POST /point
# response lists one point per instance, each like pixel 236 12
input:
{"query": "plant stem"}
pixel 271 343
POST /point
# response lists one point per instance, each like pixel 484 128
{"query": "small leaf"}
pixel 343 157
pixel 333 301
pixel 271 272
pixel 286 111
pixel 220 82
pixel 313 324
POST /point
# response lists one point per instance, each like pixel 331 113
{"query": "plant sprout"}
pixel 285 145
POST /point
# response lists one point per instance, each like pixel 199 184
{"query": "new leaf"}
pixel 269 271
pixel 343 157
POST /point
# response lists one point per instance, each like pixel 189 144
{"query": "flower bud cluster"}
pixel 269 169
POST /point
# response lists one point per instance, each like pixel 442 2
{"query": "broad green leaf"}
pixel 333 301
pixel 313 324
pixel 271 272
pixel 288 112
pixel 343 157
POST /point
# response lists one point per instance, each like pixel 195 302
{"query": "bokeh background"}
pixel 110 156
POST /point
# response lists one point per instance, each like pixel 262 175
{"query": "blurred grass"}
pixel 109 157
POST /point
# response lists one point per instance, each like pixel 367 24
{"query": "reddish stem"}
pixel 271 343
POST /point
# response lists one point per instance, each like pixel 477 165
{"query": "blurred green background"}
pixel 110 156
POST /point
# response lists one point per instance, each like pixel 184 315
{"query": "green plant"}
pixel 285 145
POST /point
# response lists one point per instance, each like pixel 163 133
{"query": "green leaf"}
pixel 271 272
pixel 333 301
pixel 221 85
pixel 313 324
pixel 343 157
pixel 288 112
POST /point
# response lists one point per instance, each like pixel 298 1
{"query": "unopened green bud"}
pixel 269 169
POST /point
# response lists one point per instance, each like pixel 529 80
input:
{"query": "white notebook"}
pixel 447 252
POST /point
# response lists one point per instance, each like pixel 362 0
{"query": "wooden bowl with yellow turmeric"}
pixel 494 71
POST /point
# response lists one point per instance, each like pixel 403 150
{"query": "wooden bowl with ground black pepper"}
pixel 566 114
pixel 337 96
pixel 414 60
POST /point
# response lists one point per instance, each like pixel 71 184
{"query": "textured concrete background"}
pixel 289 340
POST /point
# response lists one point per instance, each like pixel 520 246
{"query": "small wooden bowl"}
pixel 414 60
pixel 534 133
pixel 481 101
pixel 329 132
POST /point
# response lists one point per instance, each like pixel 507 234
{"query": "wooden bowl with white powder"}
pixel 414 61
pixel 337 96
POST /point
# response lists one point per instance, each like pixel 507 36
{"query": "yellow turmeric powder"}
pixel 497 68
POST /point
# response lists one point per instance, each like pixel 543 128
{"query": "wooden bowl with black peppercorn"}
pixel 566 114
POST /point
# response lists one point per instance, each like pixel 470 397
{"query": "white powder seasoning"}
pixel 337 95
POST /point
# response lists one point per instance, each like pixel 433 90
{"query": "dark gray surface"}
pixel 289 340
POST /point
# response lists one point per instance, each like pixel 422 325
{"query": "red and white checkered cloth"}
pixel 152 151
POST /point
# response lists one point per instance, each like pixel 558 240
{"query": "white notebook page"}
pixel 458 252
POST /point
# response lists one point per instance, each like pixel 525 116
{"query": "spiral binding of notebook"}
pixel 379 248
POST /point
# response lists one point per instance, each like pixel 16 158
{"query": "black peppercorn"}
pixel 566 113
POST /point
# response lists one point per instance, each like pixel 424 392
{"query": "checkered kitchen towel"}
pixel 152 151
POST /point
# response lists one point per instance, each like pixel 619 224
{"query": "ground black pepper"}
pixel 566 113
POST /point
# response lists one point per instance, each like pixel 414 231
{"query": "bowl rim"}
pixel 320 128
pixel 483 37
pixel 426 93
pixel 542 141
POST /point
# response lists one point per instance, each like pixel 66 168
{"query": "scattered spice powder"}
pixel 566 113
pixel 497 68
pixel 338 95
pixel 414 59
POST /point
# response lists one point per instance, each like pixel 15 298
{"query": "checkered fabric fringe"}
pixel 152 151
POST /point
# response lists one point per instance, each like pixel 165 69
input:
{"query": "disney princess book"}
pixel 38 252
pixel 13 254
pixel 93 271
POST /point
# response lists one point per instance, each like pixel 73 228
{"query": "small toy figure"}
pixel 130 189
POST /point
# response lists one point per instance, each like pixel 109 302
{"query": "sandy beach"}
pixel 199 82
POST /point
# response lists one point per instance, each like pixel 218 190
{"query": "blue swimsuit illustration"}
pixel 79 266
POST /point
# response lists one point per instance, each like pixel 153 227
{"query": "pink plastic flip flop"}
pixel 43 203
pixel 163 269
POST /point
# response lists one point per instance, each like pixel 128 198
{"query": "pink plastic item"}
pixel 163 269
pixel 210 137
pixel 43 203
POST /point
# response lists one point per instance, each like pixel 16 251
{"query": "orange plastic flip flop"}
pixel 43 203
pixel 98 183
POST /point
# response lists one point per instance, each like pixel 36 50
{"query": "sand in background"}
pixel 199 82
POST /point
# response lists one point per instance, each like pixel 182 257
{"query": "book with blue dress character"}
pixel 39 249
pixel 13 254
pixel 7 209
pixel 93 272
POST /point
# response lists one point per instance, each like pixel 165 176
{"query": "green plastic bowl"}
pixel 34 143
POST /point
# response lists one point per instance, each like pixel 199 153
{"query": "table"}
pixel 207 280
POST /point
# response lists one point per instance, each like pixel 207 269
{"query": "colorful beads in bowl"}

========

Transcribe every record above exactly as it appears.

Final result:
POST /point
# response lists one point per instance, each like pixel 236 12
input:
{"query": "plant stem"}
pixel 271 343
POST /point
# response lists one point per instance, each like pixel 484 128
{"query": "small leaf"}
pixel 343 157
pixel 333 301
pixel 271 272
pixel 286 111
pixel 220 82
pixel 313 324
POST /point
# response lists one point per instance, each like pixel 331 113
{"query": "plant sprout"}
pixel 285 145
POST /point
# response lists one point per instance, each like pixel 199 184
{"query": "new leaf"}
pixel 269 271
pixel 343 157
POST /point
# response lists one point per instance, each like pixel 189 144
{"query": "flower bud cluster"}
pixel 269 169
POST /point
# response lists one point per instance, each like pixel 442 2
{"query": "broad green leaf"}
pixel 333 301
pixel 313 324
pixel 271 272
pixel 288 112
pixel 343 157
POST /point
# response lists one point per instance, each like pixel 195 302
{"query": "bokeh background"}
pixel 110 156
POST /point
# response lists one point per instance, each like pixel 262 175
{"query": "blurred grass"}
pixel 109 157
POST /point
# response lists one point per instance, each like pixel 367 24
{"query": "reddish stem"}
pixel 271 343
POST /point
# response lists one point per instance, each like pixel 477 165
{"query": "blurred green background"}
pixel 110 156
POST /point
# response lists one point per instance, each like pixel 184 315
{"query": "green plant"}
pixel 285 145
POST /point
# response lists one point per instance, each like pixel 163 133
{"query": "green leaf"}
pixel 271 272
pixel 333 301
pixel 221 85
pixel 313 324
pixel 343 157
pixel 288 112
POST /point
# response lists one point per instance, each like pixel 298 1
{"query": "unopened green bud"}
pixel 269 169
POST /point
# response lists one point per instance, each like pixel 529 80
input:
{"query": "white notebook"}
pixel 447 252
POST /point
# response lists one point per instance, each like pixel 362 0
{"query": "wooden bowl with yellow turmeric"}
pixel 494 71
POST /point
# response lists one point per instance, each like pixel 403 150
{"query": "wooden bowl with ground black pepper"}
pixel 566 114
pixel 337 96
pixel 414 60
POST /point
# response lists one point per instance, each like pixel 71 184
{"query": "textured concrete background"}
pixel 289 340
POST /point
# response lists one point per instance, each like pixel 520 246
{"query": "small wooden bowl"}
pixel 414 60
pixel 534 133
pixel 481 101
pixel 329 132
POST /point
# response lists one point per instance, each like pixel 507 234
{"query": "wooden bowl with white powder"}
pixel 414 61
pixel 337 96
POST /point
# response lists one point per instance, each like pixel 507 36
{"query": "yellow turmeric powder"}
pixel 497 68
POST /point
# response lists one point per instance, each like pixel 543 128
{"query": "wooden bowl with black peppercorn"}
pixel 566 114
POST /point
# response lists one point per instance, each like pixel 470 397
{"query": "white powder seasoning"}
pixel 337 95
POST /point
# response lists one point per instance, each like pixel 433 90
{"query": "dark gray surface"}
pixel 289 340
POST /point
# response lists one point per instance, each like pixel 422 325
{"query": "red and white checkered cloth"}
pixel 152 151
POST /point
# response lists one point per instance, each like pixel 558 240
{"query": "white notebook page"}
pixel 458 252
POST /point
# response lists one point per instance, each like pixel 525 116
{"query": "spiral binding of notebook"}
pixel 379 248
POST /point
# response lists one point per instance, each like pixel 16 158
{"query": "black peppercorn"}
pixel 566 113
POST /point
# response lists one point per instance, each like pixel 424 392
{"query": "checkered kitchen towel"}
pixel 152 151
POST /point
# response lists one point per instance, each like pixel 619 224
{"query": "ground black pepper"}
pixel 566 113
POST /point
# response lists one point per instance, each like pixel 414 231
{"query": "bowl rim"}
pixel 320 128
pixel 483 37
pixel 426 93
pixel 542 141
POST /point
# response lists one point per instance, each like pixel 66 168
{"query": "scattered spice powder"}
pixel 566 113
pixel 497 68
pixel 338 95
pixel 414 59
POST /point
# response lists one point per instance, each like pixel 15 298
{"query": "checkered fabric fringe"}
pixel 152 151
POST /point
# response lists one point per instance, each like pixel 165 69
input:
{"query": "disney princess book"}
pixel 38 252
pixel 13 254
pixel 93 271
POST /point
# response lists one point per instance, each like pixel 73 228
{"query": "small toy figure"}
pixel 130 189
POST /point
# response lists one point per instance, each like pixel 109 302
{"query": "sandy beach"}
pixel 199 82
POST /point
# response lists one point per instance, each like pixel 218 190
{"query": "blue swimsuit illustration"}
pixel 79 266
POST /point
# response lists one point per instance, each like pixel 153 227
{"query": "pink plastic flip flop"}
pixel 43 203
pixel 163 269
POST /point
# response lists one point per instance, each like pixel 128 198
{"query": "pink plastic item"}
pixel 163 269
pixel 210 137
pixel 43 203
POST /point
# response lists one point per instance, each like pixel 16 251
{"query": "orange plastic flip flop"}
pixel 43 203
pixel 98 183
POST /point
# response lists one point per instance, each like pixel 36 50
{"query": "sand in background"}
pixel 199 82
POST /point
# response lists one point per instance, each like pixel 182 257
{"query": "book with blue dress character"}
pixel 39 249
pixel 13 254
pixel 7 209
pixel 93 272
POST /point
# response lists one point per instance, each like pixel 165 176
{"query": "green plastic bowl"}
pixel 34 143
POST /point
# response lists one point per instance, each like pixel 199 153
{"query": "table"}
pixel 207 280
POST /point
# response lists one point per instance, each like pixel 207 269
{"query": "colorful beads in bowl"}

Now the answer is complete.